### Supplied material:
<<<<
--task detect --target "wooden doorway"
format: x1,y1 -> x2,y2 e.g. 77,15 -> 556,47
>>>>
<<<<
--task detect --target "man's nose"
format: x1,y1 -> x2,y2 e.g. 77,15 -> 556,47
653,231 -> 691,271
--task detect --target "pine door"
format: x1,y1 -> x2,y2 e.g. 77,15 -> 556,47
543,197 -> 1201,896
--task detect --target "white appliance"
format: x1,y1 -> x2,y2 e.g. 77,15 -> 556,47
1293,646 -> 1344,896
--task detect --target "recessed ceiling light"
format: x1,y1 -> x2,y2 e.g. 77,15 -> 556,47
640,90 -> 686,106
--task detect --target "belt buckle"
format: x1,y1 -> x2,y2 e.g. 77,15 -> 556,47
>>>>
### Your instructions:
From the material above, extract every line that contains the string "task". Matching is case-sensitive.

### The result:
--task detect --target "wooden doorway"
--task detect --target "man's nose"
--task detect --target "pine door"
--task detect --target "white appliance"
--task detect --target "recessed ceiling light"
--task detect --target "belt buckle"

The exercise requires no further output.